(Natural language region descriptions)
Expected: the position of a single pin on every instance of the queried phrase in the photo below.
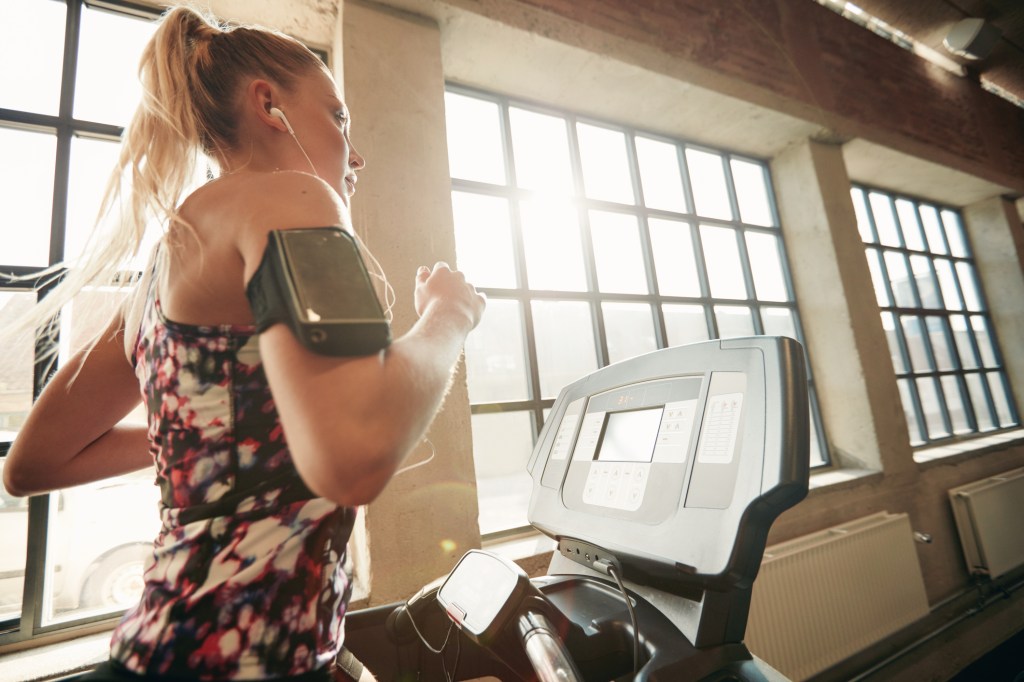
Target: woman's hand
(449, 291)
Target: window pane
(878, 279)
(554, 252)
(752, 193)
(32, 51)
(984, 340)
(483, 239)
(911, 418)
(954, 233)
(109, 51)
(91, 163)
(940, 343)
(899, 278)
(908, 223)
(673, 247)
(542, 152)
(617, 253)
(863, 222)
(708, 181)
(927, 288)
(778, 322)
(933, 230)
(27, 196)
(962, 335)
(15, 366)
(766, 263)
(502, 445)
(630, 330)
(950, 388)
(99, 541)
(86, 315)
(998, 389)
(684, 324)
(882, 210)
(496, 361)
(474, 137)
(565, 350)
(980, 401)
(725, 272)
(933, 411)
(947, 283)
(733, 321)
(889, 325)
(14, 530)
(659, 175)
(915, 343)
(969, 286)
(605, 164)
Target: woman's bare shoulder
(265, 201)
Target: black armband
(313, 280)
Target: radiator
(821, 598)
(988, 516)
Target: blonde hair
(192, 71)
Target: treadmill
(659, 478)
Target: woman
(246, 579)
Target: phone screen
(331, 282)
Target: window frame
(536, 405)
(908, 375)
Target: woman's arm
(71, 435)
(350, 422)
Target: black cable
(633, 619)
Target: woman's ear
(261, 98)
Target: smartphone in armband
(314, 281)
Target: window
(75, 556)
(594, 244)
(948, 367)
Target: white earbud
(278, 114)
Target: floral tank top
(246, 580)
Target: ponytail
(192, 71)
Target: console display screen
(630, 436)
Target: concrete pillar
(864, 419)
(394, 87)
(997, 241)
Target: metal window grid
(916, 366)
(537, 405)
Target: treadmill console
(674, 464)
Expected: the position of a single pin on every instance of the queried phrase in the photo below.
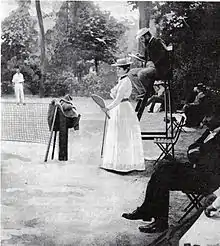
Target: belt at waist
(125, 100)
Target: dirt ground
(76, 202)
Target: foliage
(19, 48)
(193, 29)
(83, 33)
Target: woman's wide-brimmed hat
(142, 32)
(122, 62)
(159, 82)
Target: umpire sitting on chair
(201, 175)
(156, 60)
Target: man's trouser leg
(147, 77)
(17, 94)
(138, 88)
(21, 93)
(171, 177)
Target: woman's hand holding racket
(100, 101)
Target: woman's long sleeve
(119, 96)
(216, 203)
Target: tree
(87, 34)
(42, 46)
(193, 28)
(145, 14)
(19, 47)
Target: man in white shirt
(18, 80)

Task details — Each record should be quoted exactly, with the images omitted.

Exercise result —
Expected: the position of a single pin on every instance of the queried phrase in the photo below.
Target: woman's hand
(449, 291)
Target: window pane
(878, 279)
(554, 252)
(752, 193)
(32, 51)
(984, 340)
(483, 239)
(911, 418)
(954, 233)
(109, 51)
(91, 163)
(940, 343)
(899, 278)
(908, 223)
(673, 247)
(542, 152)
(617, 253)
(863, 222)
(708, 181)
(927, 288)
(778, 322)
(933, 230)
(27, 196)
(962, 335)
(15, 366)
(766, 263)
(502, 445)
(630, 330)
(950, 388)
(99, 541)
(86, 315)
(998, 389)
(684, 324)
(882, 210)
(496, 361)
(474, 137)
(565, 350)
(980, 401)
(725, 272)
(933, 411)
(947, 283)
(733, 321)
(889, 325)
(14, 530)
(659, 175)
(915, 343)
(969, 286)
(605, 164)
Target: woman's bare shoulder
(265, 201)
Target: black armband
(313, 280)
Target: radiator
(821, 598)
(988, 516)
Target: blonde hair
(192, 71)
Target: treadmill
(659, 478)
Target: woman
(246, 579)
Target: phone screen
(331, 282)
Target: window frame
(536, 405)
(908, 375)
Target: woman's arm
(71, 435)
(350, 422)
Target: black cable
(633, 619)
Target: woman's ear
(261, 98)
Target: smartphone in armband
(314, 281)
Target: window
(75, 556)
(594, 244)
(948, 367)
Target: white earbud
(278, 114)
Target: floral tank top
(246, 580)
Target: ponytail
(192, 71)
Target: console display screen
(630, 436)
Target: concrete pillar
(864, 419)
(394, 87)
(997, 241)
Target: metal window grid
(916, 366)
(537, 405)
Target: treadmill console
(674, 464)
Expected: the position of a single pin on every instance of the queried phrase in the photo below.
Target: belt at waist
(125, 100)
Target: dirt ground
(76, 202)
Target: foliage
(19, 48)
(193, 29)
(83, 33)
Target: woman's wide-brimmed hat
(142, 32)
(122, 62)
(159, 82)
Target: umpire sitting on chair
(201, 175)
(156, 60)
Target: man's trouser leg
(147, 77)
(17, 94)
(138, 88)
(21, 93)
(171, 177)
Target: woman's hand holding racket
(100, 101)
Target: woman's long sleeve
(119, 96)
(216, 203)
Target: tree
(87, 34)
(42, 46)
(193, 28)
(145, 14)
(19, 47)
Target: man in white shirt
(18, 80)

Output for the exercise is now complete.